▶ [Text shown]
Companion lab material for the presentation Modeling Graphs with MongoDB.
The lab demonstrates three distinct patterns for representing and querying graph-structured data in MongoDB, using a network equipment topology as the domain model.
.devcontainer/ Codespaces / Dev Container configuration
Dockerfile Jupyter base image extended with Node.js and tslab
docker-compose.yml MongoDB Atlas Local + lab runner services
devcontainer.json Dev Container metadata
seed.js Database seed script (runs on container creation)
data/ Reference JSON data files
graph_pattern/ Graph Pattern dataset
tree_pattern/ Tree Pattern dataset
single_collection/ Single Collection Pattern dataset
lab/ TypeScript Jupyter notebooks
01_graph_pattern.ipynb
02_tree_pattern.ipynb
03_single_collection.ipynb
The three labs share the same underlying dataset: a wide-area network with five data centers, ten routers, and fifteen network cards. The data is identical across all labs; only the document structure differs.
Data centers — dc1 through dc5, located in San Jose, Los Angeles, Seattle, Denver, and Dallas. Each has a set of facility features and connections to peer data centers.
Routers — r1 through r10, two per data center. Each has a set of protocol features and connections to peer routers across the network.
Network cards — nc1 through nc15, one to two per router. Each has a speed, port count, and a set of hardware features.
Database: graph_lab — Collections: data_centers, routers, network_cards
Each document stores an array of directly connected peer IDs (connected_datacenters, connected_routers). Traversal is performed with MongoDB's $graphLookup aggregation stage, which follows those arrays recursively up to a configurable depth.
Suitable for peer-to-peer graphs where relationships are many-to-many and traversal depth is variable.

▶ [Provided data]

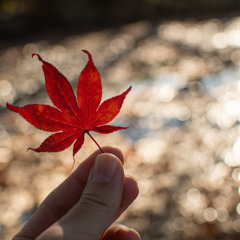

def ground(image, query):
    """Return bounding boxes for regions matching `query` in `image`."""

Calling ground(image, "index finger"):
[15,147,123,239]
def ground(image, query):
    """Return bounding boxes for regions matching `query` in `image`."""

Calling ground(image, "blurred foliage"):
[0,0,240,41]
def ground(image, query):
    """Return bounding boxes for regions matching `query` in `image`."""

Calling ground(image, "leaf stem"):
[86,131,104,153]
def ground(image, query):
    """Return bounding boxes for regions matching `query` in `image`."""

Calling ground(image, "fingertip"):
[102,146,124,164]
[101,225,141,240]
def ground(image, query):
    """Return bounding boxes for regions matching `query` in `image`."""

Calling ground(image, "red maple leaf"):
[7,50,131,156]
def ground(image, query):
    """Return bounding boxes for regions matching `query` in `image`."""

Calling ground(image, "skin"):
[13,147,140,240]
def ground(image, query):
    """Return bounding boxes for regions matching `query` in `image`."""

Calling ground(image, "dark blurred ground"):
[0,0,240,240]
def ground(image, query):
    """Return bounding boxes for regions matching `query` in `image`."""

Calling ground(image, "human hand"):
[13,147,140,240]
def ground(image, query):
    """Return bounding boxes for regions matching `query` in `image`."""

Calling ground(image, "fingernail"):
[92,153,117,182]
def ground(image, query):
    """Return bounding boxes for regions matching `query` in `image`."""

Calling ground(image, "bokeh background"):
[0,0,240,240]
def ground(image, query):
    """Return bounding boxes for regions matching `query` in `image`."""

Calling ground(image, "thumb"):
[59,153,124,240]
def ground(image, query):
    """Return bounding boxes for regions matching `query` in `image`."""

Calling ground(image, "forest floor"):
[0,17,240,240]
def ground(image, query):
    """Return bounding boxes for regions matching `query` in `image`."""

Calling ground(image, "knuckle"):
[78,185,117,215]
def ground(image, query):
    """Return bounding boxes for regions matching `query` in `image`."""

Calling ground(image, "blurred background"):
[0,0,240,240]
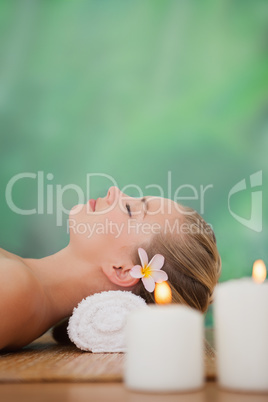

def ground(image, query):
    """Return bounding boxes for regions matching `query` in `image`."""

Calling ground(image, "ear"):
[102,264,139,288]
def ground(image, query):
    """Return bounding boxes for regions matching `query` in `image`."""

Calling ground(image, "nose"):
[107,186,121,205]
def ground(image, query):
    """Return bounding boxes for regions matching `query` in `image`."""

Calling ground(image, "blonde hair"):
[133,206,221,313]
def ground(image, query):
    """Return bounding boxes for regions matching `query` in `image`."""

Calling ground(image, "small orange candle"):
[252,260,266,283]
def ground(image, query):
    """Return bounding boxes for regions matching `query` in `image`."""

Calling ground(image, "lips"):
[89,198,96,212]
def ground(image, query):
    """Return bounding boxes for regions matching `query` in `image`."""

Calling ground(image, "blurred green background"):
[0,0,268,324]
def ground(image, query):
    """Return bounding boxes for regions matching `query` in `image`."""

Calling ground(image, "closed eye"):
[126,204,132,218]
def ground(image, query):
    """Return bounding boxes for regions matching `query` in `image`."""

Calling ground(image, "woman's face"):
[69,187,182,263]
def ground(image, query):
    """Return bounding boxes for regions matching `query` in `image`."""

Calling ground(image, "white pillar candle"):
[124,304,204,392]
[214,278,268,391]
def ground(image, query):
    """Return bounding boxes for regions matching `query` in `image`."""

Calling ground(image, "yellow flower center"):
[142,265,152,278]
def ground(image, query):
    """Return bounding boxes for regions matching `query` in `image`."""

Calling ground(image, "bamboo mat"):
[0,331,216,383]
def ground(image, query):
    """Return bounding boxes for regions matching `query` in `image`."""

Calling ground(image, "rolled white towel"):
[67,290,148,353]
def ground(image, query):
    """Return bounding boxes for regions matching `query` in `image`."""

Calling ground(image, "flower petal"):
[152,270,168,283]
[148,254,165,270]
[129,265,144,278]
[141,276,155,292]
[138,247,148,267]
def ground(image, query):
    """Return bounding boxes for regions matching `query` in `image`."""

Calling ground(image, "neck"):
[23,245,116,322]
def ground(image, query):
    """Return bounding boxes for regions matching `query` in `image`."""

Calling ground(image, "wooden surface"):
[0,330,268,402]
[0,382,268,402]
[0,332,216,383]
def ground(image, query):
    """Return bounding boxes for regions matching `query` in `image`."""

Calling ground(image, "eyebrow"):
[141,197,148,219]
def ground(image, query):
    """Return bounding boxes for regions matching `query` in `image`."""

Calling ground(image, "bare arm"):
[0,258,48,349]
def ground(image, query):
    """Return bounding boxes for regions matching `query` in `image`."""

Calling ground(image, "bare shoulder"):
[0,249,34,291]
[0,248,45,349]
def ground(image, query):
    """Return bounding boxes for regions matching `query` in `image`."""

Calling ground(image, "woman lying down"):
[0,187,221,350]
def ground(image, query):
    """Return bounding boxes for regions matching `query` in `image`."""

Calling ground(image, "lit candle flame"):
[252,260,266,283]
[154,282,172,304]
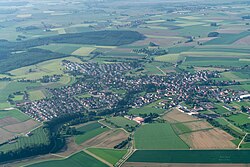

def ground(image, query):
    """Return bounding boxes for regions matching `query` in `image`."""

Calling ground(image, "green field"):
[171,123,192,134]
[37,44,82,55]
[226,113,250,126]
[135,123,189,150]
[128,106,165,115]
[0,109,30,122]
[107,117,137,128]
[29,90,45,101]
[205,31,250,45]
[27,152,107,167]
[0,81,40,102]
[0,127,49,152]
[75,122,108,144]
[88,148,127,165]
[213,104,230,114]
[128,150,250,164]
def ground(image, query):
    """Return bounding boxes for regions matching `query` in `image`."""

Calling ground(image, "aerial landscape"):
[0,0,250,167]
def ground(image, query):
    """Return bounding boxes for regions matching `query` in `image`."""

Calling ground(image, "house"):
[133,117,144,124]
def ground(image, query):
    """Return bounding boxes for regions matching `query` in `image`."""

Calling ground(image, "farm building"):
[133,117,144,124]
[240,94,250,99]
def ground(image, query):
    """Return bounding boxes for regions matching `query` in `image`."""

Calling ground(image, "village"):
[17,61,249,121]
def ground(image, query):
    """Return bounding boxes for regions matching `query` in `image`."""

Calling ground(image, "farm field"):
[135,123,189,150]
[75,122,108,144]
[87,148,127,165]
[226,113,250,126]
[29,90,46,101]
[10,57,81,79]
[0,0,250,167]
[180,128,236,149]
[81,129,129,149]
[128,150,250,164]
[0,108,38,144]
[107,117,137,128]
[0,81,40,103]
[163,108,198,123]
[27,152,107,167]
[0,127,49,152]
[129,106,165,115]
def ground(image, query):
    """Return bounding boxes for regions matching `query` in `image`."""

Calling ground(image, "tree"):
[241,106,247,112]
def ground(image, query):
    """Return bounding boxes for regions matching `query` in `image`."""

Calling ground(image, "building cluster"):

▶ [Exercise requirements]
1. From the MongoDB graph lab description, repeat the passage from "The lab demonstrates" up to and including "the domain model.".
2. According to the MongoDB graph lab description, which aggregation stage performs traversal in the graph pattern?
3. Take the MongoDB graph lab description further, starting after its last sentence.

▶ [The answers]
1.
The lab demonstrates three distinct patterns for representing and querying graph-structured data in MongoDB, using a network equipment topology as the domain model.

2. The $graphLookup aggregation stage.

3.
Database: tree_lab — Collections: data_centers, routers, network_cards
Each document stores an ancestors array containing the IDs of all nodes above it in the hierarchy. A multi-key index on ancestors allows all descendants of any node to be retrieved with a single indexed query, without recursion.
Suitable for strict hierarchies where reads are frequent and write overhead on node moves is acceptable.
Database: single_lab — Collection: all_network_parts
All entity types are stored in one collection. Each document has a type field (datacenter, router, network_card) and a related_to array listing all directly related node IDs. A multi-key index on related_to supports fast lookups of any element's neighbourhood.
Suitable for mixed or many-to-many relationships where a single collection simplifies queries and schema management.
- Docker Desktop
- A Dev Container-compatible environment (GitHub Codespaces or a local IDE with Dev Containers support)
- Open the repository in GitHub Codespaces. The Dev Container will build automatically.
- Once the container is ready,
npm installand the seed script run automatically viapostCreateCommand. - Open any notebook in
lab/and select the TypeScript kernel.
- Open the repository in an IDE that supports Dev Containers (VS Code with the Dev Containers extension, or JetBrains Gateway).
- Reopen the project in the container. The build and seed steps run automatically.
- Open any notebook in
lab/and select the TypeScript kernel.
To confirm the databases are populated before opening a notebook, start only the MongoDB service and run the seed script manually:
# Start MongoDB
docker compose -f .devcontainer/docker-compose.yml up mongodb -d
# Wait for the health check to pass, then seed
npm install
MONGODB_URI="mongodb://admin:mongodb@localhost:27017/?directConnection=true" node .devcontainer/seed.js
# Tear down when done
docker compose -f .devcontainer/docker-compose.yml down -vExpected output:
Connected to MongoDB.
✓ graph_lab seeded — data_centers:5 routers:10 network_cards:15
✓ tree_lab seeded — data_centers:5 routers:10 network_cards:15 (indexes created)
✓ single_lab seeded — all_network_parts:30 (indexes created)
All databases seeded successfully.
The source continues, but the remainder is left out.